• [Record excerpts]
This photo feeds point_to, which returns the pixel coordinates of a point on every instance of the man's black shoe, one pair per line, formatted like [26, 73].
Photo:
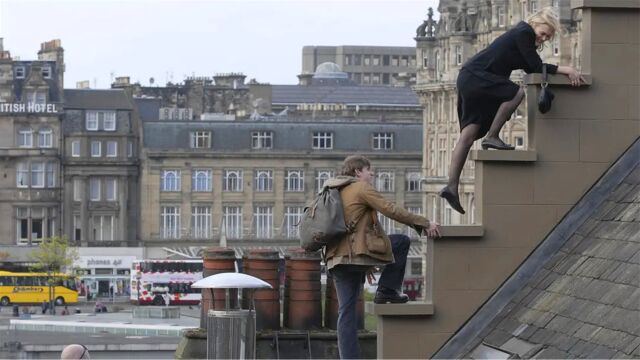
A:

==

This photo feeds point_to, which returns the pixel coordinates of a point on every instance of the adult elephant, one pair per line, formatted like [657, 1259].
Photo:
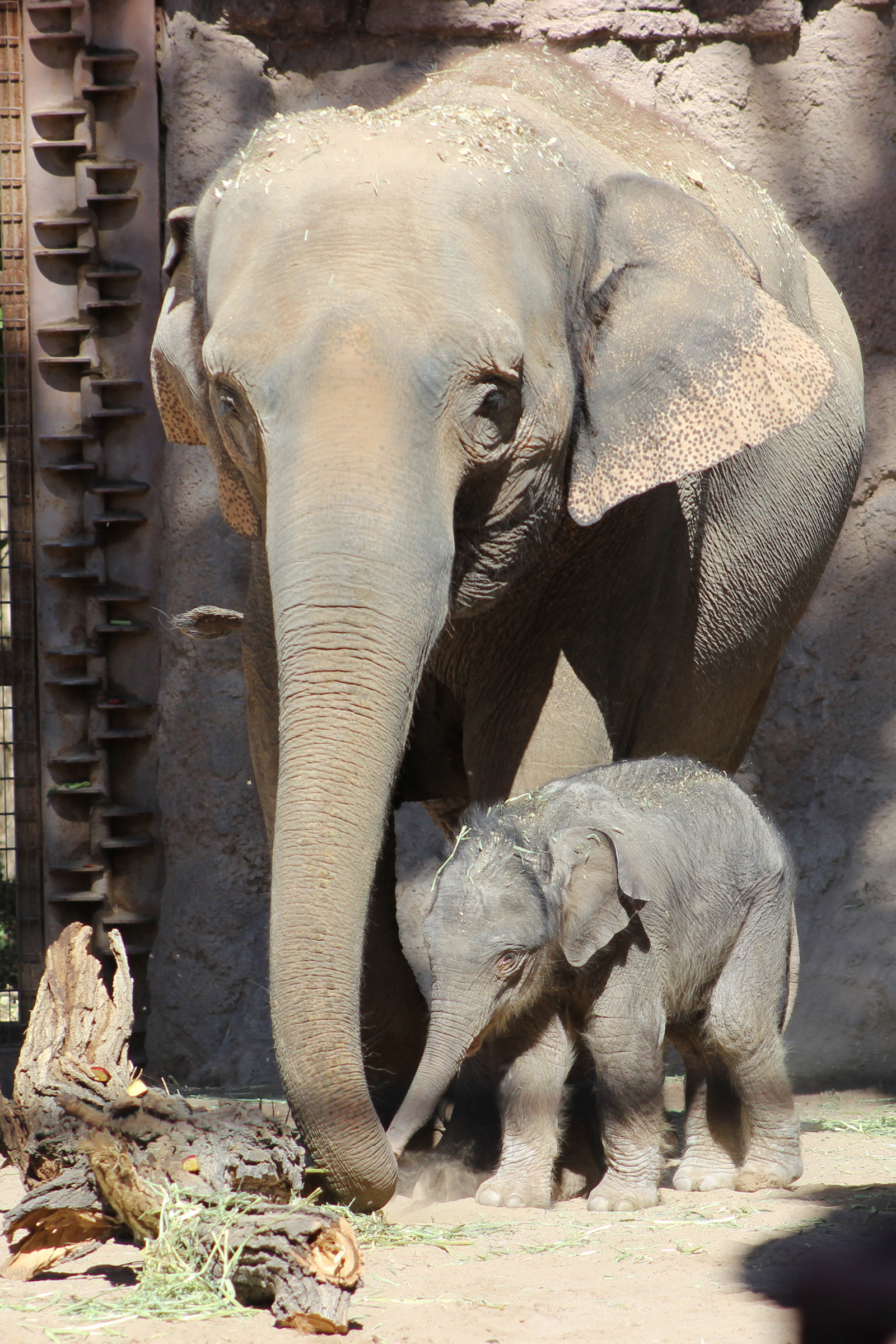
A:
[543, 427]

* * *

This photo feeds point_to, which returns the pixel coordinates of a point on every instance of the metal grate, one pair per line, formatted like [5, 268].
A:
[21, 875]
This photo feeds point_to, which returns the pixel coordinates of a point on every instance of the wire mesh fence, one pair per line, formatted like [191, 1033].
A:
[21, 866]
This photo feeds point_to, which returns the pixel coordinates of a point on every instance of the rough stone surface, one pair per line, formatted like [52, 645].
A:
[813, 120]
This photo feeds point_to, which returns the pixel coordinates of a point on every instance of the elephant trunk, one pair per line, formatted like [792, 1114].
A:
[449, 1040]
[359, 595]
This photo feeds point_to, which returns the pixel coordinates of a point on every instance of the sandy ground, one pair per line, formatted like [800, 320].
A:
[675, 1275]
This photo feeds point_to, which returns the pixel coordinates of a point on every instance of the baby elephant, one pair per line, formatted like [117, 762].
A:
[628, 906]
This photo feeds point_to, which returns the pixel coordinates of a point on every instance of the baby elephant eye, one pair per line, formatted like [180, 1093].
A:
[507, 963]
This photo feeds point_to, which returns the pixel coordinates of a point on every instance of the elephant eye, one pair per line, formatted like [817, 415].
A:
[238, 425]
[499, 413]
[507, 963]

• [Exercise aim] From the data, collect all lines where the string "baby" appears.

• [The completed task]
This photo feeds point_to, which returns the pixel coordinates of a point on every instance of the baby elephant, one pair per line, formatted like [117, 762].
This photo feeds point_to, which returns the pixel coordinates of a point on every instance of the baby elephant eye, one pair per line, formatted like [180, 1093].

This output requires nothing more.